:: DATASET
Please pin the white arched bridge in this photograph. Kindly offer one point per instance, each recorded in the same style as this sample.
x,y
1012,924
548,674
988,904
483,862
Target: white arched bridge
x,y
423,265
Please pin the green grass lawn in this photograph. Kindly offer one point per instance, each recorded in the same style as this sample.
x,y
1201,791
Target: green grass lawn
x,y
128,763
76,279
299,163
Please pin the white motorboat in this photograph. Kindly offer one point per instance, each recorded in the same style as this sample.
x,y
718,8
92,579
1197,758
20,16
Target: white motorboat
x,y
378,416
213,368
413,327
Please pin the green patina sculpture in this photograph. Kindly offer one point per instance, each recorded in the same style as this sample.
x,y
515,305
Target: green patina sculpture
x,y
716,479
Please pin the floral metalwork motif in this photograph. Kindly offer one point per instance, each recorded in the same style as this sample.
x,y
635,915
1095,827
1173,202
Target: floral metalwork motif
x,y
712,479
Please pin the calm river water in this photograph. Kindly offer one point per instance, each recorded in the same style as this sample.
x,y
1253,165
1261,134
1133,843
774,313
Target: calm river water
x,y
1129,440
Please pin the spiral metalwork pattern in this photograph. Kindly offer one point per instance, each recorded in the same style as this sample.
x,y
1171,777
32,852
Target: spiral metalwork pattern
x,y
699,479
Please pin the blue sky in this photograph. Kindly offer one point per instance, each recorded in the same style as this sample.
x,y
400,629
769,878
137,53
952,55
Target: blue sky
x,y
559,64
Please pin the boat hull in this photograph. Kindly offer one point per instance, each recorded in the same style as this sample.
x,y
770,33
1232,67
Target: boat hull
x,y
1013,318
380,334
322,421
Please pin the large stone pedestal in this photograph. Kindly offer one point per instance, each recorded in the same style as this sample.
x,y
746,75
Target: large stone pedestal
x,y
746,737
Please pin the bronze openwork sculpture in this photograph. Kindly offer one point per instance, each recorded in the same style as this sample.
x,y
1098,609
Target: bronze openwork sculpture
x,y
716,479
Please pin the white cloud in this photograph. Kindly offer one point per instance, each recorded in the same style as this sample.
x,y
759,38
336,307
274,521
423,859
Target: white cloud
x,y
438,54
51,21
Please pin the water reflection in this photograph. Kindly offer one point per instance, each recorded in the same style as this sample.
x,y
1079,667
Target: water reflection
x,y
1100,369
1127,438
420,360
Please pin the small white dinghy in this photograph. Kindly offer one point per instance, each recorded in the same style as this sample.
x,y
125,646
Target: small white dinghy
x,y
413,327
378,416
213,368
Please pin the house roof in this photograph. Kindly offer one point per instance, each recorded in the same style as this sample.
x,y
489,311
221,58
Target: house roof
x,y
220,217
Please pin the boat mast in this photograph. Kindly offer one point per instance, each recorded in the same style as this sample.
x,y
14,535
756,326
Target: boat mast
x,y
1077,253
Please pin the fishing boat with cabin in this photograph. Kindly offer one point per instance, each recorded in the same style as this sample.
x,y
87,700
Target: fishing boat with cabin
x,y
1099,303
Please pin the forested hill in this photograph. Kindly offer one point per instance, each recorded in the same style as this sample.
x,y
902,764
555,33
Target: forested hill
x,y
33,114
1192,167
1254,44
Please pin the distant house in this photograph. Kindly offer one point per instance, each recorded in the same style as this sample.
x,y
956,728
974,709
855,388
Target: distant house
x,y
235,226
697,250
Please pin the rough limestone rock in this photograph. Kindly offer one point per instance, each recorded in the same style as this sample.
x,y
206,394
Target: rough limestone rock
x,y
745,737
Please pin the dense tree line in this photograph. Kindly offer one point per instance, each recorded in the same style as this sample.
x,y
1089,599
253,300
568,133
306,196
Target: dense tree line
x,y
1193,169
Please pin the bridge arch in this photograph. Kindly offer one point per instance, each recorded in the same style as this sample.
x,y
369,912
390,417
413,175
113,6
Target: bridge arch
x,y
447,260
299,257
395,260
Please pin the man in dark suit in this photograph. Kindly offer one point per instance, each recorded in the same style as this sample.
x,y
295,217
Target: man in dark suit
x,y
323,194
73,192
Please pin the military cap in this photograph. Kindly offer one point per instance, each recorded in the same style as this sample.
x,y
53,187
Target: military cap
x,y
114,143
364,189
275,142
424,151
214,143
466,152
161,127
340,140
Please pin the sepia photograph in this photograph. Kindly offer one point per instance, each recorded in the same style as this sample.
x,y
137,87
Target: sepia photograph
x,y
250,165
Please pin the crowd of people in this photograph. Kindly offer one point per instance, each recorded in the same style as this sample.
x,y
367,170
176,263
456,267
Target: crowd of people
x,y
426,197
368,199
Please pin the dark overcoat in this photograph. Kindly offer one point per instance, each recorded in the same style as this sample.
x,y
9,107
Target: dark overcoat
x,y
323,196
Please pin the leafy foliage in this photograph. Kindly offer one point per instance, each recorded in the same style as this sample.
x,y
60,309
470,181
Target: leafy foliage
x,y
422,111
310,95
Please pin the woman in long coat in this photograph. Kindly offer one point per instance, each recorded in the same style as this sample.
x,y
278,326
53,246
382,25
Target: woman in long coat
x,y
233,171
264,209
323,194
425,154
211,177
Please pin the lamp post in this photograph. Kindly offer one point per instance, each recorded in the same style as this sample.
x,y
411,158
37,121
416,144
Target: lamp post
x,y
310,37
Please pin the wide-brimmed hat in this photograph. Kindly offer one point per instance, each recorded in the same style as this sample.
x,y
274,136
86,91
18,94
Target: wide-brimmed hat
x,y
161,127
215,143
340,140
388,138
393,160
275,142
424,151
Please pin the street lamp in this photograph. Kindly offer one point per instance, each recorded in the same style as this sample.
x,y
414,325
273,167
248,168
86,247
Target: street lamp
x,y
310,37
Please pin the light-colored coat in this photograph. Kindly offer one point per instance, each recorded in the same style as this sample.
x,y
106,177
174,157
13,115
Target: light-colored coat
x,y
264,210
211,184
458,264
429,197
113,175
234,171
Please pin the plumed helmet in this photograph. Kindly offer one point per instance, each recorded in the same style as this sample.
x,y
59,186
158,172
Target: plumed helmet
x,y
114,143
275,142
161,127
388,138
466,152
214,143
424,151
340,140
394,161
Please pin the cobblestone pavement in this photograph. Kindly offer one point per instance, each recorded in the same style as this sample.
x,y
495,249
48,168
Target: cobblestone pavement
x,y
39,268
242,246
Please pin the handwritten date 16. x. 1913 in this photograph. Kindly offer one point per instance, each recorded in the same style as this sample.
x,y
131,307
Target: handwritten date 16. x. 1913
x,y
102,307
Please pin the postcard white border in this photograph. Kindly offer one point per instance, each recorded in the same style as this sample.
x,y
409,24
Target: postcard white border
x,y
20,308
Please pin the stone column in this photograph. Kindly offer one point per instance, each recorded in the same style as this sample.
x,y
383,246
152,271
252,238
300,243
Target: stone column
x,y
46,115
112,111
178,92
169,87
::::
- **SET EXERCISE**
Rewrite all the rows above with "Kindly offer" swapped for "Please give" everywhere it appears, keeping everything else unchanged.

- **TASK ANSWER**
Please pin the white arched bridge in this photograph. Please give one point per instance, each recorded in the same style as this sample.
x,y
1012,924
548,674
988,904
483,862
Target: white arched bridge
x,y
423,265
Please pin the green grass lawn in this photograph. Please give one point per instance, each recorded in the same style as this sample.
x,y
1201,791
Target: green grass lawn
x,y
128,763
76,279
299,163
Please pin the white motorboat in this photograph. Please give one point per instance, each recorded in the same style as this sample.
x,y
718,8
92,579
1197,758
20,16
Target: white motorboat
x,y
378,416
213,368
413,327
Please pin the green patina sculpture in this photograph. Please give one point per instance, each recorded in the same style as this sample.
x,y
515,305
Target: green patina sculpture
x,y
716,479
Please pin the floral metalwork motif in this photograph. Please give one point per instance, each recorded in the same style as this sample.
x,y
635,915
1095,827
1173,202
Target: floral metalwork motif
x,y
712,479
Please pin the calm river water in this photograph. Please give one point per instance, each recorded in the same style as this sample.
x,y
1253,165
1261,134
1133,843
774,313
Target: calm river water
x,y
1129,440
Please pin the spiral metalwork pattern in this photograph. Please give one point per instance, each recorded in the same style as this sample.
x,y
1171,777
32,852
Target: spiral metalwork pattern
x,y
699,479
Please pin the blue sky in this photograph. Please give one point per instance, each recorded in the same style as this sample.
x,y
400,629
769,878
137,53
952,55
Target: blue sky
x,y
559,64
Please pin the boat hull in this photograph. Please give one point per instance, each recorded in the same style as this sample.
x,y
770,33
1232,67
Target: boat hull
x,y
1013,318
380,334
322,421
Please pin the large stone pedestal in this photograph. Please give one point per instance, each recorded in the same style as this sample.
x,y
746,75
Target: large stone pedestal
x,y
746,737
Please pin the bronze openwork sculpture in this photograph. Please give one point per instance, each recorded in the same style as this sample.
x,y
1098,609
Target: bronze openwork sculpture
x,y
716,479
Please pin the white cloud in this photograph. Please give one point per instance, each recorded in the same style as this sample.
x,y
759,38
336,307
274,521
423,859
Target: white cloud
x,y
438,54
51,21
Please pin the water reflection in this photograph. Please give one point per instance, each recorded in the same style as this sample.
x,y
1079,667
Target: water reflection
x,y
1100,369
1127,438
420,360
Please pin the small white dinghy in this photograph. Please give one point per instance, each recorded in the same style as this sample.
x,y
125,646
Target: small white dinghy
x,y
413,327
378,416
213,368
Please pin the house roof in this photograph. Please give one point per instance, each recorded in the same style as this sample.
x,y
489,311
221,58
Target: house roof
x,y
220,217
Please pin the boat mast in this photograph. Please give one point per instance, each recorded in the same style as this sample.
x,y
14,535
756,326
Target: boat mast
x,y
1077,253
Please pin the fishing boat with cabin in this photograph. Please give one point per instance, each recorded in the same style as this sample.
x,y
87,700
Target: fishing boat with cabin
x,y
1099,303
Please pin the forested hill in this photograph. Please give one point per instance, each recorded in the same style as this sample.
x,y
902,764
555,33
Target: forested hill
x,y
33,114
1192,167
1254,44
Please pin the distant house in this photograph. Please give one point per instance, each recorded in the same style as this sample.
x,y
956,728
974,709
855,388
Target: distant house
x,y
235,226
697,250
Please pin the rough limestone rock in this photograph. Please give one point per instance, each recorded in the same style as this sample.
x,y
206,394
Target: rough limestone rock
x,y
745,737
Please pin the dense tree line in this photograph. Please give one point per instance, each recorded in the same style as this sample.
x,y
1089,599
253,300
568,133
306,196
Target: dense tree line
x,y
1193,169
Please pin the bridge arch in this photograph. Please give one point per instance, each recorded in the same style as this sample.
x,y
369,912
390,417
413,175
113,6
Target: bridge arch
x,y
447,260
299,257
395,260
Please pin the man in dark suit in this photograph. Please give one point per instance, each recorded in the same style as this sample.
x,y
295,217
Target: man in dark suit
x,y
323,194
73,192
Please pin the military cap in this photograph. Please give one point per instance, each recorded in the same style as this sample.
x,y
53,187
Target: military cap
x,y
114,143
364,189
275,142
424,151
214,143
466,152
161,127
340,140
Please pin the sepia photograph in this photograph. Please give one point per instance, each recorded in the same style as this sample.
x,y
137,87
Target: sepia photograph
x,y
250,165
Please pin the crowd of people in this photograph. Please give one point per instance, each recorded in the same style as this sample.
x,y
367,170
176,263
456,267
Target: crowd of people
x,y
426,197
368,199
Please pin the dark overcoat in this photograph. Please give one point per instance, each recorded in the same style as this sample.
x,y
9,107
Target: dark overcoat
x,y
323,196
Please pin the leafy foliage in this photograph. Please give one point per instance, each recorded in the same style as this sample.
x,y
60,309
470,181
Target: leafy foliage
x,y
422,111
310,95
Please pin the woman in long coat in this photograph. Please give one point per instance, each recorded in the same style as this sample.
x,y
278,326
53,246
382,25
Target: woman in long coat
x,y
233,171
264,209
323,194
425,154
211,177
Please pin the lamp post in this photograph. Please give one point per instance, each recorded in the same style as this sample.
x,y
411,158
37,121
416,144
Target: lamp post
x,y
310,37
Please pin the wide-brimmed hat in this photograph. Please give one point per instance, each recorded in the same style as this sample.
x,y
274,136
86,91
18,94
Target: wide-brimmed hat
x,y
161,127
215,143
340,140
388,138
393,160
275,142
424,151
Please pin the street lamp in this photograph. Please give one point per instance, each recorded in the same style as this sample.
x,y
414,325
273,167
248,168
86,247
Target: street lamp
x,y
310,37
Please pin the light-colored coat in this photograph. Please give one point per instance, each recorded in the same style as this sample.
x,y
106,177
174,157
13,115
Target: light-colored coat
x,y
264,210
211,184
458,264
429,197
113,175
234,171
Please pin the plumed helmet in this photograph. Please give one point per instance, each recorded in the same style as this sample.
x,y
59,186
158,172
Target: plumed helmet
x,y
114,143
275,142
161,127
388,138
466,152
214,143
424,151
340,140
394,161
Please pin the cobblestone pavement in this photograph. Please give one point per instance, each recorded in the same style as this sample.
x,y
495,249
48,168
Target: cobblestone pavement
x,y
39,268
242,246
Please pin the handwritten date 16. x. 1913 in this photograph. Please give one point per instance, each recorded in the same style as this sample.
x,y
131,307
Target: handwritten date 16. x. 1913
x,y
102,307
Please pin the postcard white border in this photograph. Please give one point per instance, each recorded in the same style as this sample.
x,y
409,24
Target: postcard white border
x,y
20,308
Please pin the stone column in this photograph. Please give one point per instance, each recorded in the same style as this sample.
x,y
383,246
152,271
252,238
300,243
Target: stone column
x,y
46,115
112,111
178,92
169,87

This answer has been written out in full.